(Stored entries)

- - - - - - -

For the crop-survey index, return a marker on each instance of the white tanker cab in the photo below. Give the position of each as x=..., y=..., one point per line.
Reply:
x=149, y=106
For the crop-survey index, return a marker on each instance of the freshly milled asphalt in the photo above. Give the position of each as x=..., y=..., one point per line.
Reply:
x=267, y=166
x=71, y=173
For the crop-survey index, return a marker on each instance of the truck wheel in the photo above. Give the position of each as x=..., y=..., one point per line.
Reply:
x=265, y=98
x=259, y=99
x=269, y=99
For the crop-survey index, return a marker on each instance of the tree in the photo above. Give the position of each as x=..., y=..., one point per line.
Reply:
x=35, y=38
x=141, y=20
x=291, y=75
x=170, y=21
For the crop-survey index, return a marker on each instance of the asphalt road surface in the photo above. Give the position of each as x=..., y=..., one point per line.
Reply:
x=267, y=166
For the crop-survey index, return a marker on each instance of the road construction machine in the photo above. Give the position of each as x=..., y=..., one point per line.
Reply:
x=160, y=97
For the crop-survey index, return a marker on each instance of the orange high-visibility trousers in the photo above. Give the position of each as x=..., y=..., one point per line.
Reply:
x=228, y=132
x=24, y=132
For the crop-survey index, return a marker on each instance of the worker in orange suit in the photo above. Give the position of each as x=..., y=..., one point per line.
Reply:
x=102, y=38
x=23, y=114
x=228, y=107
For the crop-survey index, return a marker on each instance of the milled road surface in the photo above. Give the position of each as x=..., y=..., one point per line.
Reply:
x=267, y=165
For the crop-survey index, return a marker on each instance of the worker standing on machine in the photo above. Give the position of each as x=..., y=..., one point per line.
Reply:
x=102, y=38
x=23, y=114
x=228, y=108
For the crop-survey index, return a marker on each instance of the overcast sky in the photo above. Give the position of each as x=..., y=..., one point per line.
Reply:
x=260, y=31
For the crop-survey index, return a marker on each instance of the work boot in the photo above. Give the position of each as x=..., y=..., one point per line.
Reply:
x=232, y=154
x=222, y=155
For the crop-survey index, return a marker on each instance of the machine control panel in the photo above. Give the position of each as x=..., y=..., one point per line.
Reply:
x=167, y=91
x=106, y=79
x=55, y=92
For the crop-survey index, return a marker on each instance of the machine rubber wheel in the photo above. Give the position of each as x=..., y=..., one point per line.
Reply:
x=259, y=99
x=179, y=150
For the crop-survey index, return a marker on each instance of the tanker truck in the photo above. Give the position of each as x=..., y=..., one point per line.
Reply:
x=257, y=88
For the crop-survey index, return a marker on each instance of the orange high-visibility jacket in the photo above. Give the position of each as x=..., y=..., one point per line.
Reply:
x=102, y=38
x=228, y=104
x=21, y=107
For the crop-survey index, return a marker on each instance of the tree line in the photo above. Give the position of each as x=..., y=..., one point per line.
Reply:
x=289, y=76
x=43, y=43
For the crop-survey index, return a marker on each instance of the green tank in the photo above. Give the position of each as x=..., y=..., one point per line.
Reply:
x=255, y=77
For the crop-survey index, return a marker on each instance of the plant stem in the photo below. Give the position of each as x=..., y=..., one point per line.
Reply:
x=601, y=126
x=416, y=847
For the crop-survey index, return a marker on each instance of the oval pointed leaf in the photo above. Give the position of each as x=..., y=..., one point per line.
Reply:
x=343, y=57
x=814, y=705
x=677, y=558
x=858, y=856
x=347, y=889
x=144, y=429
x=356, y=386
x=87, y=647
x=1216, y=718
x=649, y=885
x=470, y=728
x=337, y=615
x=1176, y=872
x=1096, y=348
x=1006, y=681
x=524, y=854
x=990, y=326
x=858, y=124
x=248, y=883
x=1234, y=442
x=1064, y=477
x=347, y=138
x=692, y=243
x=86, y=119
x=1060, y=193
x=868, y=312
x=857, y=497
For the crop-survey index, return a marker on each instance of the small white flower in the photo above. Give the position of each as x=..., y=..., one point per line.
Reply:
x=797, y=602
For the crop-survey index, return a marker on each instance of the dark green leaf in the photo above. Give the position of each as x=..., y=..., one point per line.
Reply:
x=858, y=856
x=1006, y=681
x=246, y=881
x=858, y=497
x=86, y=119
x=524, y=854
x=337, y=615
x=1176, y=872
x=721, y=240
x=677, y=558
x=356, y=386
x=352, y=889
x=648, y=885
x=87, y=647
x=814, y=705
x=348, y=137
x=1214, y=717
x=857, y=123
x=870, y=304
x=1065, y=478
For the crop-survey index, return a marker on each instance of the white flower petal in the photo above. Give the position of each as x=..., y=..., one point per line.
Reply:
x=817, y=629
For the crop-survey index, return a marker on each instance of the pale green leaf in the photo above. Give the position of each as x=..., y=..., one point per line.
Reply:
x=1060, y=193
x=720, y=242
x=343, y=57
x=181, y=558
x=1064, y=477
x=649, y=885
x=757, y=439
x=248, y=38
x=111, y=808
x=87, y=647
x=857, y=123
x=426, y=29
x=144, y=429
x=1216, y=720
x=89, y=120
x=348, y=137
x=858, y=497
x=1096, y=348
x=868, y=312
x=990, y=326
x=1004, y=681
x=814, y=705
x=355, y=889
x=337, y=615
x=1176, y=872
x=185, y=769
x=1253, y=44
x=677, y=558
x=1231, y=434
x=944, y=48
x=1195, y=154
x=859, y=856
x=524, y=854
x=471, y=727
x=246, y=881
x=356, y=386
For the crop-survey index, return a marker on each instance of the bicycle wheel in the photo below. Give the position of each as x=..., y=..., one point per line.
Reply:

- - - - - - -

_What you will do_
All records must be transcribed exactly, with none left out.

_Response below_
For the crop-survey index, return a marker on each instance of the white tanker cab in the photo below. Give the position of each as x=..., y=..., one point per line.
Reply:
x=149, y=106
For the crop-survey index, return a marker on each instance of the freshly milled asphalt in the photo above. Give the position of each as x=..., y=..., one point per line.
Reply:
x=267, y=166
x=71, y=173
For the crop-survey index, return a marker on each instance of the truck wheel in the photo above. Give the position of each as x=..., y=..., one point per line.
Reply:
x=265, y=98
x=259, y=99
x=269, y=99
For the crop-survey index, return a marker on each instance of the tree in the photo above. Give the position of each as x=..., y=..., one point per line.
Reply:
x=35, y=38
x=141, y=20
x=291, y=75
x=170, y=21
For the crop-survey index, return a marker on each instance of the asphalt road surface in the photo above. Give the position of each as x=..., y=..., one point per line.
Reply:
x=267, y=166
For the crop-survey index, return a marker on each instance of the road construction machine in the photo above. Give the position of each as x=..., y=..., one point per line.
Reply:
x=160, y=97
For the crop-survey index, return a marker on each instance of the orange high-visibility trousers in the photo above. Give the position of each as x=..., y=..., one point per line.
Reply:
x=228, y=132
x=24, y=132
For the crop-survey index, return a marker on each instance of the worker in orange suit in the photo above. Give the position of each as x=..., y=..., one point per line.
Reply:
x=102, y=38
x=23, y=114
x=228, y=107
For the crop-survey index, return a marker on each instance of the milled road surface in the photo above. Give the position of each as x=..., y=..., one point per line.
Reply:
x=267, y=165
For the crop-survey index, return a marker on each instance of the worker standing on machine in the photo above. Give the position of each as x=..., y=..., one point per line.
Reply:
x=102, y=38
x=23, y=114
x=228, y=108
For the crop-survey index, return a marker on each instance of the overcast sky in the photo above. Give the position of each as x=..., y=..., one point per line.
Reply:
x=260, y=31
For the crop-survey index, return a marker on each instance of the work boot in the photo above. Give the position of each as x=..., y=..., one point per line.
Reply:
x=232, y=154
x=222, y=155
For the crop-survey index, return a marker on each instance of the machine control panel in the photo above. Give the position of each as x=..., y=..., one point per line.
Reply:
x=167, y=91
x=106, y=79
x=55, y=92
For the crop-survey index, return a marker on each instance of the machine rubber wheel in the photo above. Give the position of each as x=..., y=..., one point per line.
Reply:
x=259, y=99
x=179, y=150
For the crop-survey index, return a marker on each instance of the tanker truck in the photo above. Give the position of each as x=..., y=..., one point per line.
Reply:
x=257, y=88
For the crop-survey index, return a marker on each instance of the orange high-visibility jacket in the photo above. Give the position of each as x=..., y=..., one point per line.
Reply:
x=102, y=38
x=228, y=104
x=21, y=107
For the crop-survey index, return a marker on each instance of the tree line in the photo above. Give the position of each as x=..., y=..., one point per line.
Reply:
x=289, y=76
x=43, y=43
For the crop-survey index, return a marker on each instance of the green tank in the photo above. Give the position of each as x=..., y=..., one point per line.
Reply:
x=255, y=77
For the crop-survey index, return a marker on each instance of the plant stem in the photo below. Give the position of each as x=..., y=..., one point per line.
Reply:
x=601, y=126
x=416, y=847
For the crop-survey index, return a marker on each instance of the oval pointed leaf in the photo above. Give the position of each as x=..., y=..., one point per line.
Reply:
x=343, y=57
x=814, y=705
x=677, y=558
x=858, y=856
x=347, y=889
x=144, y=429
x=356, y=386
x=87, y=647
x=1216, y=718
x=649, y=885
x=470, y=728
x=337, y=615
x=1176, y=872
x=1096, y=348
x=1006, y=681
x=524, y=854
x=990, y=326
x=858, y=124
x=248, y=883
x=1234, y=442
x=1064, y=477
x=347, y=138
x=692, y=243
x=86, y=119
x=1060, y=193
x=868, y=312
x=857, y=497
For the crop-survey index, return a marker on each instance of the small white flower in the photo above. Give the position of each as x=..., y=..., one point per line.
Reply:
x=797, y=602
For the crop-survey index, return a marker on each instance of the dark green leaf in the photo above. Give the position of each as x=..., y=..., one point per line.
Reply:
x=858, y=856
x=1006, y=681
x=246, y=881
x=858, y=497
x=86, y=119
x=524, y=854
x=337, y=615
x=1176, y=872
x=721, y=240
x=677, y=558
x=356, y=386
x=352, y=889
x=648, y=885
x=87, y=647
x=814, y=705
x=348, y=137
x=1214, y=717
x=857, y=123
x=870, y=304
x=1065, y=478
For the crop-survey index, return a marker on each instance of the white flower petal in the photo above. Give the position of each as x=..., y=..., one point per line.
Reply:
x=817, y=629
For the crop-survey index, return a marker on each instance of the pale green leaf in the photo above. Give the position of each as x=..., y=..., one point per line.
Reply:
x=1060, y=193
x=720, y=242
x=343, y=57
x=181, y=558
x=1064, y=477
x=649, y=885
x=757, y=439
x=248, y=38
x=111, y=808
x=87, y=647
x=857, y=123
x=426, y=29
x=144, y=429
x=1216, y=720
x=89, y=120
x=348, y=137
x=858, y=497
x=1096, y=348
x=868, y=312
x=990, y=326
x=1004, y=681
x=814, y=705
x=355, y=889
x=337, y=615
x=1176, y=872
x=185, y=769
x=1253, y=44
x=677, y=558
x=1231, y=434
x=944, y=48
x=1195, y=154
x=859, y=856
x=524, y=854
x=471, y=727
x=246, y=881
x=356, y=386
For the crop-survey index, return a marker on each instance of the bicycle wheel in the photo below. Give the position of each as x=..., y=..., one point per line.
Reply:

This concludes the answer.